> **DOCUMENT EXTRACT**:
Created attachment 1554651 [details] Invalid Machine Config Description of problem: We use a client to apply our machine configurations and verify that the configs have been successfully applied. During a recent install, we, unintentionally, applied an invalid configuration (missing ignition version), to a brand new cluster, and our client code eventually returned successfully. The specific configuration we were trying to apply is our ssh keys for access to the cluster nodes. When we were not able to access the cluster, as ourselves, we began to investigate why... The MCO only logged that the configuration we applied was invalid and silently moved on. Version-Release number of selected component (if applicable): Client Version: version.Info{Major:"4", Minor:"0+", GitVersion:"v4.0.22", GitCommit:"509916ce1", GitTreeState:"", BuildDate:"2019-03-28T17:17:29Z", GoVersion:"", Compiler:"", Platform:""} Server Version: version.Info{Major:"1", Minor:"12+", GitVersion:"v1.12.4+0ba401e", GitCommit:"0ba401e", GitTreeState:"clean", BuildDate:"2019-03-31T22:28:12Z", GoVersion:"go1.10.8", Compiler:"gc", Platform:"linux/amd64"} How reproducible: For "invalid config version", 100% Steps to Reproduce: 1. Create a v4.0 cluster 2. Apply a machine config that is missing the "ignition config version" field Actual results: The invalid configuration will be ignored by the operator daemon and the config will not be applied to the cluster. Expected results: These types of failures should be bubbled up to the "clusteroperators" status as "FAILING = True". This at least provides some indication that something went wrong and where to start looking for the problem. Additional info:
This BZ has 3.11 version? anyway, we don't need to set Failing=True in the clusteroperator, the operator, the MCO it's working just fine. MachineConfigs are a per-pool piece of the whole MCO and bad MCO shouldn't result in the whole operator going Failing. When you have a bad machineconfig, the first thing you should do is to always check: oc get machineconfigpools That will tell you if the pool is progressing towards a configuration that includes your machineconfig (and keep Updating if there's something wrong and you need to take action) Usually, for the exact reason, you should look at the per-node MCD (machine-config-daemon). Grabbing logs from the MCDs will tell you the error. We have a PR in flight which bubbles up the MCD error about a bad machineconfig to a node annotation for admins to check. (and will get better at that generally) bottom line is that we need to enhance how we report the errors on bad machineconfigs but not flip to Failing=True the whole operator. (also, removing the bad machineconfig will result in a reconcile to previous state which will fix things up)

> **DATASET**:
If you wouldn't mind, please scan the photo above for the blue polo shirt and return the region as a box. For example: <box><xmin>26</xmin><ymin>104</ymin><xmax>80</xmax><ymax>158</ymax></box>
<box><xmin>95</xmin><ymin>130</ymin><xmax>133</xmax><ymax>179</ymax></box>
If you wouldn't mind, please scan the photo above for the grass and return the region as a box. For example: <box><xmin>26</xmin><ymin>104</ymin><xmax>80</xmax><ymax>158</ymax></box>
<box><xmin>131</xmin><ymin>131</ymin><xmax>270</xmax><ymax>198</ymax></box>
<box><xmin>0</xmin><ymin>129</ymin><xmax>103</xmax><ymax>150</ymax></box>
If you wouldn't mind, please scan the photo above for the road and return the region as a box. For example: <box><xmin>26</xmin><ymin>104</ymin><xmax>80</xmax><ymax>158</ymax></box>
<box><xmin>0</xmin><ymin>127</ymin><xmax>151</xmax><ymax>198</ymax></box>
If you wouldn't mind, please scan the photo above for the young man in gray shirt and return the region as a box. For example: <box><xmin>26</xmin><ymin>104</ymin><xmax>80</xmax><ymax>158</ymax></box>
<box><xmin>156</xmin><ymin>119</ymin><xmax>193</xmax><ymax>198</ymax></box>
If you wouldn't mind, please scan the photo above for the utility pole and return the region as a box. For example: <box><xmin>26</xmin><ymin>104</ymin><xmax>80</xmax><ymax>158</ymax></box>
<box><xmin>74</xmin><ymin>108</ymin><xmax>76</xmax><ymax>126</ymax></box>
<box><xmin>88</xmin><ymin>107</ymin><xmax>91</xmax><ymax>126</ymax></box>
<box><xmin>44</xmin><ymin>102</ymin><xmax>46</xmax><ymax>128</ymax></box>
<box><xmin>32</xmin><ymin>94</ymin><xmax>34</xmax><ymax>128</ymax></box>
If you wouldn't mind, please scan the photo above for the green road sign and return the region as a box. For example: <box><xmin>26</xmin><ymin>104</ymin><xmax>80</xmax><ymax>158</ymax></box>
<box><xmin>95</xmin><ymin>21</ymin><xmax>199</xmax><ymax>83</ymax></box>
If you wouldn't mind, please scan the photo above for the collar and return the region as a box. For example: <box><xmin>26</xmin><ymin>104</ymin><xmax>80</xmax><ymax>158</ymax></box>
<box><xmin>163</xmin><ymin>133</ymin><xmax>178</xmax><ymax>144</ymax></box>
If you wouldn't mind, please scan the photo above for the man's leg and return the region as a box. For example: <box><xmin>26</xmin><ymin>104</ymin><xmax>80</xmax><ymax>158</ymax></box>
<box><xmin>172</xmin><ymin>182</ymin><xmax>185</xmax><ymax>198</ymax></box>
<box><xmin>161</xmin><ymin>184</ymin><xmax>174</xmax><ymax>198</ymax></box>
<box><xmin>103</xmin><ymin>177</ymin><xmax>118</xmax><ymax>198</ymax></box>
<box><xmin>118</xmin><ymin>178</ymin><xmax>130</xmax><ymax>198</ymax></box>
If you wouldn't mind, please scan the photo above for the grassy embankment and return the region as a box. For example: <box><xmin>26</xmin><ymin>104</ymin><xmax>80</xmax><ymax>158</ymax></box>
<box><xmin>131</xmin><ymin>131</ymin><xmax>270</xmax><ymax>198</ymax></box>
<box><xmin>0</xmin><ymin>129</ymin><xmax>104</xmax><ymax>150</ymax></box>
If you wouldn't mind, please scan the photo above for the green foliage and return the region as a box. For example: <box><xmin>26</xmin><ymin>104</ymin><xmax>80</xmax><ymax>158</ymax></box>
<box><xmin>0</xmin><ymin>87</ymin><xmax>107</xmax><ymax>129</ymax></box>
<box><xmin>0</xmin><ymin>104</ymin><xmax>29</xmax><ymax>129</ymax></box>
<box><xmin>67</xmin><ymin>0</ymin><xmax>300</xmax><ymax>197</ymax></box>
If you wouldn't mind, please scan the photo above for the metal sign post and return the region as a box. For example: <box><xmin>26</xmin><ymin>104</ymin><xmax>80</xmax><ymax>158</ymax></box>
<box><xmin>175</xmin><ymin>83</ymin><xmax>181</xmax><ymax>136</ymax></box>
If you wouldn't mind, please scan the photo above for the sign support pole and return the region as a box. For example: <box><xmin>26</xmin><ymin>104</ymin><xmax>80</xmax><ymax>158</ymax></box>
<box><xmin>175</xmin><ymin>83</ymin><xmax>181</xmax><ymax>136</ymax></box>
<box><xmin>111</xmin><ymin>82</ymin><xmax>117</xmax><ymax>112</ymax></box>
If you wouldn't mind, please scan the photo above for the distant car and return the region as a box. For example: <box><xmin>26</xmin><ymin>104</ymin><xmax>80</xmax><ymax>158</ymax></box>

> **REQUIREMENT**: In the bug report, which fields in the Client Version line have an empty string as their value? List them all.

> **RESPONSE BELOW**: GitTreeState, GoVersion, Compiler, Platform